▶ **Task instructions**
List each line in the listing below that contains the word "white".

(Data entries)

* * *

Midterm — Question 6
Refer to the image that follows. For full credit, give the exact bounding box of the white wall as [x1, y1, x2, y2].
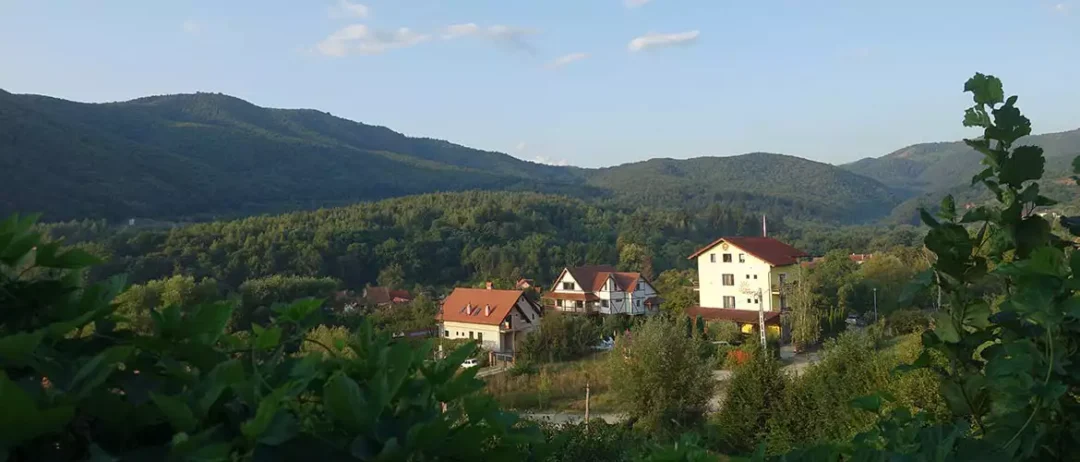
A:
[698, 244, 780, 311]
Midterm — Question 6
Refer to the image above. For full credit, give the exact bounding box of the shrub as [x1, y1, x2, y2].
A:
[886, 310, 930, 335]
[609, 316, 715, 432]
[714, 342, 789, 453]
[0, 218, 542, 461]
[518, 312, 600, 363]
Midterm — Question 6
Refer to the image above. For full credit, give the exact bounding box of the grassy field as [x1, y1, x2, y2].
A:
[484, 353, 621, 412]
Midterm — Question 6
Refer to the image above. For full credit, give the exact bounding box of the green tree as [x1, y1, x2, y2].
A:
[608, 316, 715, 433]
[652, 270, 698, 314]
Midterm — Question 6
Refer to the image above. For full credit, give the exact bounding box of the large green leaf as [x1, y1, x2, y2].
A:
[323, 372, 377, 432]
[0, 330, 45, 366]
[150, 392, 199, 433]
[999, 146, 1047, 186]
[963, 73, 1005, 105]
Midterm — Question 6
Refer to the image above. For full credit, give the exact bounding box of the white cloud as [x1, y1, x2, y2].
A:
[330, 0, 372, 19]
[532, 155, 570, 166]
[180, 19, 202, 36]
[442, 23, 536, 53]
[550, 53, 589, 69]
[626, 30, 701, 52]
[443, 23, 480, 40]
[315, 24, 430, 56]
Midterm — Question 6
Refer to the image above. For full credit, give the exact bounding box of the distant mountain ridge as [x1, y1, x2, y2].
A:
[0, 91, 905, 222]
[841, 128, 1080, 193]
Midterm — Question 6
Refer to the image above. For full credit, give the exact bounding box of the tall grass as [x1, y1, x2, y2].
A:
[484, 353, 619, 412]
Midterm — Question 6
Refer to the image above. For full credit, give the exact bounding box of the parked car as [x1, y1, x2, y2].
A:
[593, 339, 615, 351]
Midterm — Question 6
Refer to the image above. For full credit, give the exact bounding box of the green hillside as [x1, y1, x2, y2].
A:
[0, 92, 905, 222]
[589, 152, 905, 221]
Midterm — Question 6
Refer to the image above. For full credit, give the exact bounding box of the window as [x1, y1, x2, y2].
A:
[724, 296, 735, 308]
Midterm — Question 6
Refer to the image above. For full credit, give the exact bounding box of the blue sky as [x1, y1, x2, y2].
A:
[0, 0, 1080, 166]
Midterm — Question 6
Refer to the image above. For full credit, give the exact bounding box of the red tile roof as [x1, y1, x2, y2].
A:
[543, 291, 600, 301]
[438, 287, 530, 325]
[552, 264, 643, 291]
[686, 307, 780, 325]
[687, 236, 810, 267]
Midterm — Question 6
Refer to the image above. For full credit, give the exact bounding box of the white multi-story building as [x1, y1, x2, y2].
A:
[688, 237, 809, 332]
[543, 264, 660, 315]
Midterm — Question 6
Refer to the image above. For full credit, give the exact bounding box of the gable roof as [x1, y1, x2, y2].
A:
[687, 236, 810, 267]
[552, 264, 643, 291]
[440, 287, 528, 325]
[364, 287, 413, 304]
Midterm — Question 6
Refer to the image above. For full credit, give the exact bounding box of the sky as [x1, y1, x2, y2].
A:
[0, 0, 1080, 167]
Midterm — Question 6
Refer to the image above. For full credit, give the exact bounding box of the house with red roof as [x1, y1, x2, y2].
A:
[543, 264, 660, 315]
[687, 236, 809, 331]
[437, 283, 542, 354]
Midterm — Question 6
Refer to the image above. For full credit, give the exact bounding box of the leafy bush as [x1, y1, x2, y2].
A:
[518, 312, 600, 363]
[713, 342, 791, 453]
[0, 217, 542, 461]
[609, 316, 715, 432]
[886, 310, 930, 334]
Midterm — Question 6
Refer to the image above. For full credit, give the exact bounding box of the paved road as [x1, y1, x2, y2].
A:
[521, 412, 626, 423]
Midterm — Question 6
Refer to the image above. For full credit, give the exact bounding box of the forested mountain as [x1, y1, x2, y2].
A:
[0, 92, 600, 219]
[589, 152, 906, 221]
[843, 130, 1080, 193]
[0, 92, 903, 222]
[45, 191, 920, 289]
[843, 130, 1080, 223]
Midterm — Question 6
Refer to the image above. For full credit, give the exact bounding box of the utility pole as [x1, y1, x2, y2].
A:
[874, 287, 877, 324]
[757, 287, 768, 351]
[585, 379, 589, 432]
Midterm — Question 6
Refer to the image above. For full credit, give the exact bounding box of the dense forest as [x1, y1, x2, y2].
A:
[8, 91, 1080, 225]
[38, 192, 920, 289]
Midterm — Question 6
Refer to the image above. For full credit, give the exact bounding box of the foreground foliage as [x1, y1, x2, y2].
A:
[0, 217, 542, 461]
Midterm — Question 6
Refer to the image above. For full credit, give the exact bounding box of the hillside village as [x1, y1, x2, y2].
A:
[436, 236, 829, 361]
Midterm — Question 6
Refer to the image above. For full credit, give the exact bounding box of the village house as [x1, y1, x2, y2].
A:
[543, 264, 660, 315]
[687, 237, 809, 334]
[438, 283, 542, 354]
[364, 287, 413, 307]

* * *

▶ **Correct result**
Refer to the image that follows. For full credit, give the exact bounding box of the white wall as [x1, y1, x2, y2].
Refer to the image above. For full credit, give the exact bounding box of the white cloud as [x1, y1, x2, y2].
Refer to the image above. For full credit, give the exact bounding box of the white multi-story building as [x1, y1, x2, y2].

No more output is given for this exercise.